> [What you are asked to do] Count the lines below that contain the word "person", matching case exactly, and reply with only that number.

> [Data excerpts]

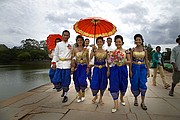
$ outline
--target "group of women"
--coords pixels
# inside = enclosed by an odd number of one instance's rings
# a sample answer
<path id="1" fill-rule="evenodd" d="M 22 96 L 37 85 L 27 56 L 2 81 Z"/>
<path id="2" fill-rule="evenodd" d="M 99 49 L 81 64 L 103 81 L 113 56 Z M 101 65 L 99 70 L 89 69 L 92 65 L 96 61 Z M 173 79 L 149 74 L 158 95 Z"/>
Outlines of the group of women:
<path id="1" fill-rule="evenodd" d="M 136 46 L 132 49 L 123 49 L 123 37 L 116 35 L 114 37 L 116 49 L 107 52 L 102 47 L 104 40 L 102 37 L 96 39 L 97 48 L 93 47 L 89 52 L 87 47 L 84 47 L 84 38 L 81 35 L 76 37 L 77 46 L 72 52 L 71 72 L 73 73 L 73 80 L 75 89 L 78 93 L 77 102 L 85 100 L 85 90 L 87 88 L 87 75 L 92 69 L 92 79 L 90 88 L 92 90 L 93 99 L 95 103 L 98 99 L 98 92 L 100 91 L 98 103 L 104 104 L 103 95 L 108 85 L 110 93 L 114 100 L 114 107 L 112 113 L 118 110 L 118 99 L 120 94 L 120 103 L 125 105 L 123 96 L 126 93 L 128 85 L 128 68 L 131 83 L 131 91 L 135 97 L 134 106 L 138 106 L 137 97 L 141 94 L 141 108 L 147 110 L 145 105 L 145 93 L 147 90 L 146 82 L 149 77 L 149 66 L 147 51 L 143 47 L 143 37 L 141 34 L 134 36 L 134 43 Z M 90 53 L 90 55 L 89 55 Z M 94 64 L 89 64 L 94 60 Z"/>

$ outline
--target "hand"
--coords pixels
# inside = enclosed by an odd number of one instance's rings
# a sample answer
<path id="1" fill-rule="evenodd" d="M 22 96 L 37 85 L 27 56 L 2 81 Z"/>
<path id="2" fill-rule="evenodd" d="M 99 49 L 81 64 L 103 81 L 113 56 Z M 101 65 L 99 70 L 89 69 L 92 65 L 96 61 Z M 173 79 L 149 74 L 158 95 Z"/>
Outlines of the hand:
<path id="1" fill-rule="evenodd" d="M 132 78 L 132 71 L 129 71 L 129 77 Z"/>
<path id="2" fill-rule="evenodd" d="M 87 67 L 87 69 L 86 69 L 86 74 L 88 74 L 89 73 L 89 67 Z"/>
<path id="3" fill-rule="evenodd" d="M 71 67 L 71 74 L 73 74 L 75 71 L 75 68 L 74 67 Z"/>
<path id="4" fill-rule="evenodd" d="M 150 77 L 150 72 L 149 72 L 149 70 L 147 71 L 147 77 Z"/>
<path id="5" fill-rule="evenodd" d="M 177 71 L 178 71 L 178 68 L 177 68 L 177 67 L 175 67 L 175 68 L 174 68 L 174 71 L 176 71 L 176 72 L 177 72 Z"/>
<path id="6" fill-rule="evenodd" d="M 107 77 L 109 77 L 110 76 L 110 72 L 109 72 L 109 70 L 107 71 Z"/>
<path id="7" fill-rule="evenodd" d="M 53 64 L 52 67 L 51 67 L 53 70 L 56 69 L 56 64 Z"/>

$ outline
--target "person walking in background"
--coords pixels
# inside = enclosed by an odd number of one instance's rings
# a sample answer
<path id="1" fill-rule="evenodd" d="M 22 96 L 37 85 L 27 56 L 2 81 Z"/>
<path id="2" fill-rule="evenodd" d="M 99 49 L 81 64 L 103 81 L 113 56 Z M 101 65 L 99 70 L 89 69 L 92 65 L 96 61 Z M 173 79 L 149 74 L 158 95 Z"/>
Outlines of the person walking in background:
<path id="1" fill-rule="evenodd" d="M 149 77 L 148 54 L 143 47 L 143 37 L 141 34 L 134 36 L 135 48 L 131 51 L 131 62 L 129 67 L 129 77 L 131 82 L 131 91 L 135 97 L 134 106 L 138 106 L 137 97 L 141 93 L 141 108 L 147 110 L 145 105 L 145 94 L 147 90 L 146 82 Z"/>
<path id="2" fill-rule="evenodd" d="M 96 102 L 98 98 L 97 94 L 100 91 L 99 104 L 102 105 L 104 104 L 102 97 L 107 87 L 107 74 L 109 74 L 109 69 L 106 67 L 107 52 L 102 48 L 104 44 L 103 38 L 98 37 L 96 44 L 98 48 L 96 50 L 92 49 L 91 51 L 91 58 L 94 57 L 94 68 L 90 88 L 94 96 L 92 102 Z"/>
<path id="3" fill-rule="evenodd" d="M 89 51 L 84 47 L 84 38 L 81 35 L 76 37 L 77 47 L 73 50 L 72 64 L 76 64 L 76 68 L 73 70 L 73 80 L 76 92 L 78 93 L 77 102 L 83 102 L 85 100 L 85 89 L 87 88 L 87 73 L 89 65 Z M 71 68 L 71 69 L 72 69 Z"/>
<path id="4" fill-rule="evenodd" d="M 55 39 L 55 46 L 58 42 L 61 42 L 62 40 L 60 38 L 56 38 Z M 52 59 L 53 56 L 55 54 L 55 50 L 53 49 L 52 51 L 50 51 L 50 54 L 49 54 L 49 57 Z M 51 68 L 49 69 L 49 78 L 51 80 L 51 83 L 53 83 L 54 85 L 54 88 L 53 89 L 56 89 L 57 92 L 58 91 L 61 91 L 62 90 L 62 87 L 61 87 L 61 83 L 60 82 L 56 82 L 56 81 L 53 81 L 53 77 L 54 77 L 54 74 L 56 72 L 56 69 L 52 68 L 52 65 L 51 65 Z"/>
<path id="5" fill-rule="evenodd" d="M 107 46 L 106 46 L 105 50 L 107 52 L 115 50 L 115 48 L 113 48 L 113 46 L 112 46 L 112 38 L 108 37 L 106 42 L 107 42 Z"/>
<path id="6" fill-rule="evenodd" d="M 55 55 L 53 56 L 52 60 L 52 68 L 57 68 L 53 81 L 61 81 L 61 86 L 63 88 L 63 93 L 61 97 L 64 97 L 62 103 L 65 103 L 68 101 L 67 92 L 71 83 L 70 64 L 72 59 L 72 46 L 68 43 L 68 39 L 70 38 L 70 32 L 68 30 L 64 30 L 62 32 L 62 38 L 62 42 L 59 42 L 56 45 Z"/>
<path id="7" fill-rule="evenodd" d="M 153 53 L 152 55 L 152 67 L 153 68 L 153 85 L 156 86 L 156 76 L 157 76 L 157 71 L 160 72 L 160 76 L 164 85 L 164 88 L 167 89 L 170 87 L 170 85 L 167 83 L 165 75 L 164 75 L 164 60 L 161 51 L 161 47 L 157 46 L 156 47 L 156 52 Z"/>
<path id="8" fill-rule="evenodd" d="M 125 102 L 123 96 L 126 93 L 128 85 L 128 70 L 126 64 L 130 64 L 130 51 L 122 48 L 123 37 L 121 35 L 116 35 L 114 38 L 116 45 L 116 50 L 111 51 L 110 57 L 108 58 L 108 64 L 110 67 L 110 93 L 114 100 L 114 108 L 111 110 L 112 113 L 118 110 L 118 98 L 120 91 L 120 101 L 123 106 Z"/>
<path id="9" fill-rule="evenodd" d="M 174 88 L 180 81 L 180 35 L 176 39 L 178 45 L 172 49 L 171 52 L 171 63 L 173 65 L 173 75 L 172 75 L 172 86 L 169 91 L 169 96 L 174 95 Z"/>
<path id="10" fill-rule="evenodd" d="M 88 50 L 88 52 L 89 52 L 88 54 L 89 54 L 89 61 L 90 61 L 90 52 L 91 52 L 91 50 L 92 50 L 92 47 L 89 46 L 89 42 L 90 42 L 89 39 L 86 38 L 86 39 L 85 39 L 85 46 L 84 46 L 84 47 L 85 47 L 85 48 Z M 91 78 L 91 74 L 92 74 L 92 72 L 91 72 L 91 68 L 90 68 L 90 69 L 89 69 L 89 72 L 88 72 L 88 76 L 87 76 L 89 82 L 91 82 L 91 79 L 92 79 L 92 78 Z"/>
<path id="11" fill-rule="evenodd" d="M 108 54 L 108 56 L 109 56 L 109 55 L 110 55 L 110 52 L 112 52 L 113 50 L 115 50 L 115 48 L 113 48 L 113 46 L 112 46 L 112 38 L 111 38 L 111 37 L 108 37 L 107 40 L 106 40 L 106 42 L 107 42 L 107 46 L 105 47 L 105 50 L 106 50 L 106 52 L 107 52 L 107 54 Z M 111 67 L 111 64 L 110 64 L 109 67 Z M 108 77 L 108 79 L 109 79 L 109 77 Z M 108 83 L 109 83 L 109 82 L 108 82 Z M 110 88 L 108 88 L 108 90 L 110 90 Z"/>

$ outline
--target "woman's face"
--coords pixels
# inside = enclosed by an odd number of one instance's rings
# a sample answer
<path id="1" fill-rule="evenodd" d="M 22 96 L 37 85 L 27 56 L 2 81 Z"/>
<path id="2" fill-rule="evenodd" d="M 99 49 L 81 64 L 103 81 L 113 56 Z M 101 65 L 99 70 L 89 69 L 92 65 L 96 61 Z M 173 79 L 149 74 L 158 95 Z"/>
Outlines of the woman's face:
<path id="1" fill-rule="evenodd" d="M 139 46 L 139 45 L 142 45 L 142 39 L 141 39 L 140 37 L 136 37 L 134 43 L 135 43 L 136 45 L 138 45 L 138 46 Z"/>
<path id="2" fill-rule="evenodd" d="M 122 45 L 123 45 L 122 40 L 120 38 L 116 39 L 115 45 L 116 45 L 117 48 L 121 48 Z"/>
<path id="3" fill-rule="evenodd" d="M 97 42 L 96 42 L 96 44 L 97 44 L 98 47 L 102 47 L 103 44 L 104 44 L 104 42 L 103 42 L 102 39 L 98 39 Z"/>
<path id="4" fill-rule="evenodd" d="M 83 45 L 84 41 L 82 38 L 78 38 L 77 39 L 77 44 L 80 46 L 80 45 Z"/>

> [Response] 2